Provided material>

______

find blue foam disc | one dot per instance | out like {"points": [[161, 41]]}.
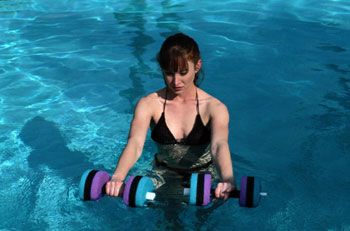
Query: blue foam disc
{"points": [[145, 185], [82, 184], [193, 188]]}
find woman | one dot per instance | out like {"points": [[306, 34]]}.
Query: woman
{"points": [[189, 126]]}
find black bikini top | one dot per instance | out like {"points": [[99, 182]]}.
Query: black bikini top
{"points": [[199, 134]]}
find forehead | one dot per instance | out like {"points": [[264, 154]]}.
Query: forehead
{"points": [[179, 64]]}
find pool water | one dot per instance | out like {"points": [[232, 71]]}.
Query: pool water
{"points": [[72, 71]]}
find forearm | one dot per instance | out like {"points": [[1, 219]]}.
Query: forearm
{"points": [[128, 158], [222, 160]]}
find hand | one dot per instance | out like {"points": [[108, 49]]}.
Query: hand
{"points": [[223, 190], [115, 187]]}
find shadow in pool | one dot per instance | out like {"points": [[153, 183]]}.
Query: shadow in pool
{"points": [[49, 148]]}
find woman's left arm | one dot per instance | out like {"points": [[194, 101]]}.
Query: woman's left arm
{"points": [[220, 149]]}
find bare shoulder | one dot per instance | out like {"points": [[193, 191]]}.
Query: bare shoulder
{"points": [[150, 102], [214, 106]]}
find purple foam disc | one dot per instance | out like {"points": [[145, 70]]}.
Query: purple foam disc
{"points": [[207, 189], [243, 190], [100, 179], [127, 189]]}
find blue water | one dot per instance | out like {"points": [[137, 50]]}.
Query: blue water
{"points": [[72, 71]]}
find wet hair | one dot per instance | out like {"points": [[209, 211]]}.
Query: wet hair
{"points": [[176, 51]]}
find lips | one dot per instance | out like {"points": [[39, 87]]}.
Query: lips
{"points": [[177, 88]]}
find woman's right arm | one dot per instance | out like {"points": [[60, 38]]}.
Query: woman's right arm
{"points": [[134, 146]]}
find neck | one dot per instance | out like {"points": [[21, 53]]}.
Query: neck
{"points": [[188, 94]]}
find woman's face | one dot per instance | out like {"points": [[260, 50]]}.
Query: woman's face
{"points": [[182, 80]]}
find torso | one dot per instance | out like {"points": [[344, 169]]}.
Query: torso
{"points": [[181, 123]]}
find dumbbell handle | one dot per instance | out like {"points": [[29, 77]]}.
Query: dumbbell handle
{"points": [[149, 195], [236, 193], [233, 194]]}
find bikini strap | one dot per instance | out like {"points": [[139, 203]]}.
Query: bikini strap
{"points": [[166, 96], [197, 101]]}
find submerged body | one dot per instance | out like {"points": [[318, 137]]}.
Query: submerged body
{"points": [[189, 126]]}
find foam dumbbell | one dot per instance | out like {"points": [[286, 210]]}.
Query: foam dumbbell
{"points": [[137, 189], [201, 190]]}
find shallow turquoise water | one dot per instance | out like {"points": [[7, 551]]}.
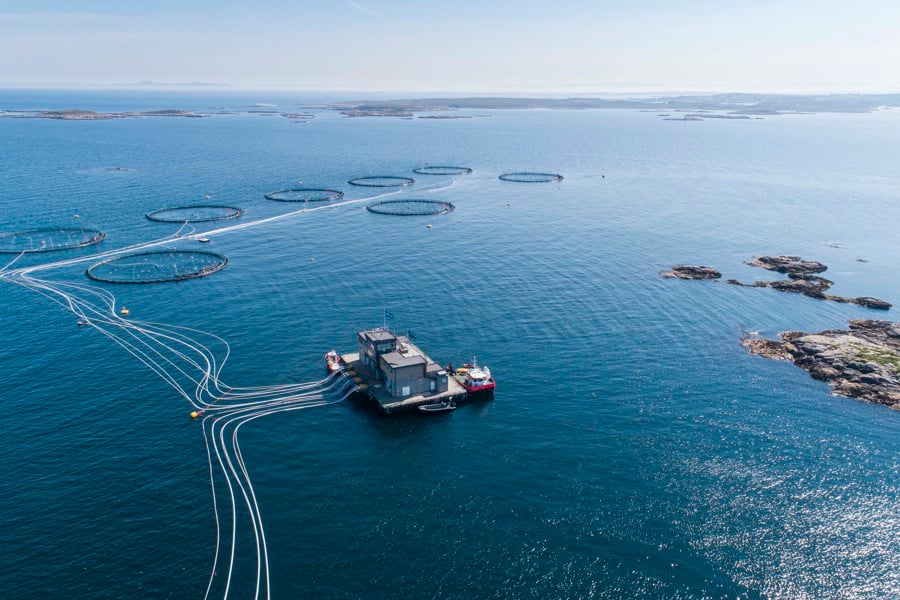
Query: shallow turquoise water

______

Task brief>
To answer, state the number of lines in the records holding the string "shallow", and leave out everything else.

Task answer>
2